→ Source text
▬▬▬
Her mother went on to be the painter, Mary F Raphael who trained in London and Paris. Gladys was largely left her to the care of governesses. While she has a child she had an injury to her hip which troubled her throughout her life. She also established that she was a pacifist and that she did not want to follow the Jewish faith.

== Adult life ==
In 1902 she made a disastrous marriage to a corn merchant named Louis Mendl. Her husband was related to her by marriage before the wedding. She found out that she was innocent of the domestic and sexual expectations of a wife. In 1906 she was helping the Liberal's election campaign when she found out about the Women's Social and Political Union. Schutze was a pacifist with a dislike of violence and a suffragette.

By 1910 her marriage was over and she became a published writer when The Roundabout and The Straight Road were published in the following year.

In 1913 she married again to Harrie Leslie Hugo Schütze. He was a bacteriologist and a fellow supporter of women's suffrage. She did not like demonstrations but she obliged herself to go. She was nearly arrested but her husband rescued her. They were close to Emmeline Pankhurst who once addressed a crowd from the balcony of their house while the police hovered below and they looked after her twenty strong entourage. She would carry consealed messages for the suffragettes.

She was one of those who needed care after she had been hurt at a Buckingham Palace protest when she was kicked by a police horse. The injury revived the childhood damage to her hip. She was taken to sisters Georgie (Georgiana) and Helen MacRae's "Comforts Cottage" in Edenbridge, Kent where they allowed fellow suffragettes to recover and recuperate.

In 1914 the first world war started and she left the WSPU as the Pankhursts had abandoned the suffragette campaign and committed its members to support the war. Schutze founded a breakaway organisation known as the Suffragettes of the WSPU. Schutze suffered a lot of discrimination because of her pacifism and her German name. From 1916 she used the name Henrietta Leslie when publishing new works.

Her three plays, twenty novels included Mrs. Fischer's War which was published in 1931. The story is based on her own experiences during the first war when she was treated unkindly because of her heritage and beliefs. As the second world war approached she returned from the USA to take in Jewish refugees. Schutze died in Bern, Switzerland, in 1946 three weeks before her husband. Henrietta Lesile used the pseudonym when she was writing as such Henrietta Leslie was not her real name.
▬▬▬
→ Extracted information

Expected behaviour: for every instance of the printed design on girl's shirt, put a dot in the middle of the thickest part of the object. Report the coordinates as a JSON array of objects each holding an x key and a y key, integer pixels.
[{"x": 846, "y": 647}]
▬▬▬
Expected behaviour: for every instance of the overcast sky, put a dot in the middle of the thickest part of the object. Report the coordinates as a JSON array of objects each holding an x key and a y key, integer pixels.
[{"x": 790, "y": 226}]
▬▬▬
→ Assignment
What was the occupation of Harrie Leslie Hugo Schütze, according to the biography?

→ Task output
He was a bacteriologist.